## PROBLEM STATEMENT
Any picture in the data below should be skipped, while every line is repeated exactly.

━━━ DATA UNDER STUDY

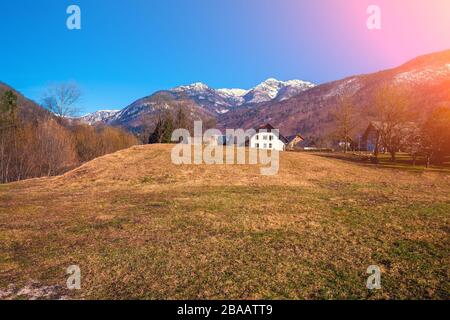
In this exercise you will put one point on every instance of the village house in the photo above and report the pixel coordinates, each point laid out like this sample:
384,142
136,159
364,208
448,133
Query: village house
267,137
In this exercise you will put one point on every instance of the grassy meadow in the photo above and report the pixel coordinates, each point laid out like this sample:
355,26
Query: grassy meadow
140,227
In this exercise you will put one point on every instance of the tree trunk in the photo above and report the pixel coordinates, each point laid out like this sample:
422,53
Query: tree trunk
393,156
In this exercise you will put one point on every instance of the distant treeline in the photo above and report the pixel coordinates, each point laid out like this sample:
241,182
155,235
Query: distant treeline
50,145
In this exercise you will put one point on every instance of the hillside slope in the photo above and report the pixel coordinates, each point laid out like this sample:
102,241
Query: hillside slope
140,227
29,110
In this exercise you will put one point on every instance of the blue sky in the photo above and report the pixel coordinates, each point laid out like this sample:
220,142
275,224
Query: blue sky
129,49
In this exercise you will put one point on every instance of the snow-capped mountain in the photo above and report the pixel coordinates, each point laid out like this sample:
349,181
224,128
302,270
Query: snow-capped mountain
274,89
101,116
205,102
425,80
222,100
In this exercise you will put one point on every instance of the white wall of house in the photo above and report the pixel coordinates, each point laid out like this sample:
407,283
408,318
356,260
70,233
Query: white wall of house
267,140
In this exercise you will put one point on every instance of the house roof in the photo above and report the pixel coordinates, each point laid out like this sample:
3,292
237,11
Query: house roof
269,128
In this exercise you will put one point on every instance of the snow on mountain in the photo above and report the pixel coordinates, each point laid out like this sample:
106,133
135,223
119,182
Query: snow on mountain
273,88
221,100
101,116
212,101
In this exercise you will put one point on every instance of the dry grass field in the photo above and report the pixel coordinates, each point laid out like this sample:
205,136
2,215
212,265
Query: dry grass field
140,227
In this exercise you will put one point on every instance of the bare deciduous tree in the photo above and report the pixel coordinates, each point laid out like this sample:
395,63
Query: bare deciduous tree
345,120
62,99
394,115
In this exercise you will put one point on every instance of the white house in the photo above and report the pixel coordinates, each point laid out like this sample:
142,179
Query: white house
267,137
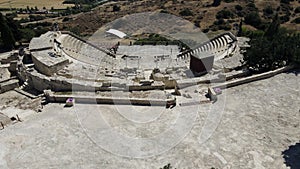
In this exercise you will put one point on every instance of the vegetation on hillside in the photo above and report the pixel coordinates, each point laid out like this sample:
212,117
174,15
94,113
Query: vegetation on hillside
274,48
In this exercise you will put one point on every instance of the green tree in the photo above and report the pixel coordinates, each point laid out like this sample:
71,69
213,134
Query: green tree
216,3
6,34
253,19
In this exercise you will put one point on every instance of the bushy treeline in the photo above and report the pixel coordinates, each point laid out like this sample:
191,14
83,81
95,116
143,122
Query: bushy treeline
12,32
274,48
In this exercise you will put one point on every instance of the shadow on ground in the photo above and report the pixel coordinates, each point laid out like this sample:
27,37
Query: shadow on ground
292,156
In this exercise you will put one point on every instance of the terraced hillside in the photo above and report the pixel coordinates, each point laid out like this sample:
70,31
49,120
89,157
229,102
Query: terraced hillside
226,16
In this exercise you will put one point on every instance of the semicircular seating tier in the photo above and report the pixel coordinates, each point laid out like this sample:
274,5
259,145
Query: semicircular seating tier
83,51
218,47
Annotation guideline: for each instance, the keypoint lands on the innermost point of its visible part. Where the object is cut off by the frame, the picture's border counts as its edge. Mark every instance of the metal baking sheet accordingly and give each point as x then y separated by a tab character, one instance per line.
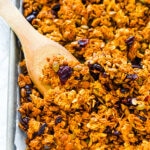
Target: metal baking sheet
13	89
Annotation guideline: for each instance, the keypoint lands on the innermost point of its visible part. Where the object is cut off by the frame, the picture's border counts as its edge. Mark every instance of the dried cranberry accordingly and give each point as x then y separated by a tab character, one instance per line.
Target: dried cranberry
142	118
30	17
24	121
58	120
108	130
96	66
116	133
136	63
127	101
95	70
97	103
124	90
29	99
132	76
64	73
83	42
28	92
130	41
56	7
84	1
28	86
94	75
41	130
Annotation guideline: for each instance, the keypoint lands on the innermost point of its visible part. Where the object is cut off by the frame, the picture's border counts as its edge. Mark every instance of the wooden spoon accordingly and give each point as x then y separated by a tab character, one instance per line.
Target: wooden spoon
36	47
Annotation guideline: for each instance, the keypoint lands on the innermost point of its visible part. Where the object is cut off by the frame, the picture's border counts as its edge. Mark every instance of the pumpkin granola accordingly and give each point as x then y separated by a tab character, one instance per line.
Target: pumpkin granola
102	103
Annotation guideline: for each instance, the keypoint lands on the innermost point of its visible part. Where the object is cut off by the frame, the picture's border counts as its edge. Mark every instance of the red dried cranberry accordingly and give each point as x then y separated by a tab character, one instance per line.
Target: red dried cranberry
58	120
116	133
95	67
42	128
24	121
84	1
132	76
142	118
127	101
136	63
130	41
56	7
64	73
83	42
30	17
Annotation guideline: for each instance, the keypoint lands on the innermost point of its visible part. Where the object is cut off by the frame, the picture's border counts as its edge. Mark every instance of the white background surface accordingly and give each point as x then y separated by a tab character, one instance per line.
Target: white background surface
4	63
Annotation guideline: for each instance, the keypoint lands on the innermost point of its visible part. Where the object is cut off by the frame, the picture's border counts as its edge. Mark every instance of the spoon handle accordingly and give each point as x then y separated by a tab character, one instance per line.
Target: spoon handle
22	28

━━━━━━

## ANSWER AREA
In this exercise you will put one point on every instance of the village house in the photo above and report the pixel coordinates, each point laid out like this sample:
384,142
136,159
364,208
448,133
Query: village house
267,137
In this exercise you will put one point on every instance of the grassy meadow in the photo above and report the pixel coordinates, each point laid out like this sample:
355,26
Query: grassy meadow
140,227
In this exercise you will put one point on every instance of the tree trunk in the photo above and report the pixel coordinates, each point laid out like this sample:
422,53
Query: tree trunk
393,156
In this exercise you will put one point on every instance of the distant treeline in the photo above and report the pixel coordinates, each point laid out like this sample:
241,182
155,235
Query: distant treeline
50,145
In this exercise you will put one point on every instance of the hillside slope in the photo above and report the pixel coordinates, each point laid out like this sample:
102,241
Query: hillside slope
140,227
29,110
In this exercise you will put one point on every instance of the blue sky in the photo above and report the pixel coordinates, each point laid out like this sample:
220,142
275,224
Query: blue sky
129,49
In this exercise you will put one point on every instance of the snow-capped mountain in the photo above and report the pixel coordinates, each point laid out like this sample:
349,181
224,128
302,270
Query: snow-capped mountain
274,89
101,116
205,102
425,80
222,100
In this exercise you will put one point on every instance of the white wall of house in the photo above and report the pixel coordinates, each point laid out like this sample:
407,283
408,318
356,260
70,233
Query: white wall of house
267,140
In this exercise you will put one point on every instance of the house roof in the photo above and report the pixel coordinates, each point laid out like this sample:
3,292
237,11
Query: house roof
269,128
In this exercise you will put one point on every instance of the snow on mountain in the photo above and report the pixel coordinates, each point laid out like this sample:
106,133
135,223
119,182
Query: snow on mountain
273,88
221,100
101,116
212,101
In this exercise you will put one point on every instance of the dry grass field in the photo above and report the pixel coordinates, each point laid out like this sample:
205,136
2,215
212,265
Query: dry grass field
140,227
In this exercise you will put one point on every instance of the bare deciduous tree in the photo above and report the pixel coordinates, each point laid out like this sample:
395,63
Query: bare deciduous tree
345,120
62,99
394,115
In this exercise you will put one point on every instance of the white house in the photo above and report the pixel coordinates, each point laid out like this sample:
142,179
Query: white house
267,137
In this exercise you will put one point on every instance of the vegetation on hillside in the photo above and report the pixel coordinates, each point laid out like this sample:
212,117
174,15
94,113
Query: vegetation on hillside
274,48
In this exercise you will put one point on every instance of the green tree in the photo above and report the pixel coordinates, each point laid out like this sample:
71,69
213,134
Query: green tree
216,3
6,34
253,19
In this exercise you will put one point on every instance of the bushy treeline in the photo above and report the pixel coordinates, each point laid out like this sample:
191,14
83,81
95,116
143,122
Query: bushy treeline
12,32
274,48
In this exercise you will put one point on every instance of the shadow on ground in the photo above and report the pixel coordinates, each point laid out like this sample:
27,37
Query: shadow on ground
292,156
In this exercise you will put one point on every instance of the terraced hillside in the photo above and report the pixel coordinates, each point laid out like this sample:
70,31
49,120
89,157
229,102
Query: terraced hillside
226,16
In this exercise you will put one point on every instance of the semicircular seating tier in the photo above and report the pixel coordinates, each point laid out like this sample:
274,5
259,145
Query: semicircular seating tier
83,51
218,47
Annotation guideline: for each instance, the keypoint lands on the innermost point of its visible part. Where the object is cut off by the frame, the picture's border counts as its edge. Mark every instance of the metal baking sheet accordingly and give each point as x then y separated by a tab character, one instance per line.
Target: metal baking sheet
13	89
Annotation guideline: for each instance, the keypoint lands on the innermost point of its visible part. Where the object is cut off by the frame, the picture's border counts as its edge. Mark every instance of the dried cranberry accordingly and give each point as x then y separated by a tab character, one instance per line.
Target: dried cranberry
142	118
30	17
24	121
58	120
108	130
96	66
116	133
136	63
127	101
95	70
97	103
124	90
29	99
132	76
64	73
83	42
28	92
130	41
56	7
84	1
28	86
94	75
41	130
Annotation guideline: for each instance, the keypoint lands on the innermost point of its visible part. Where the object is cut off by the frame, the picture's border counts as its edge. Mark every instance of the wooden spoon accordingly and give each point as x then y separated by a tab character, one instance per line.
Target: wooden spoon
36	47
Annotation guideline: for each instance, the keypoint lands on the innermost point of its visible part. Where the object is cut off by the frame, the picture's border counts as its edge. Mark every instance of the pumpkin granola accordingly and give each point as x then y separated by a tab character, one instance per line.
Target: pumpkin granola
102	103
Annotation guideline: for each instance, the keypoint lands on the innermost point of its visible part. Where the object is cut off by the frame, the picture's border counts as its edge. Mark every instance of the red dried cranberry accordingly and give each point as x then y separated by a tab character, one instance per line.
Target: red dried cranberry
58	120
116	133
95	67
42	128
24	121
84	1
132	76
142	118
127	101
136	63
130	41
56	7
64	73
83	42
30	17
Annotation guideline: for each instance, the keypoint lands on the innermost point of its visible part. Where the object is cut off by the frame, the picture's border counts as its edge. Mark every instance of the white background surface accordingly and give each point as x then y separated by a tab character, one instance per line.
Target: white background surface
4	63
Annotation guideline: for each instance, the keypoint lands on the innermost point of its visible part. Where the object is cut off by the frame, the picture's border counts as its edge. Mark every instance of the spoon handle accordingly and give each point as x then y separated by a tab character, one instance per line.
Target: spoon handle
22	28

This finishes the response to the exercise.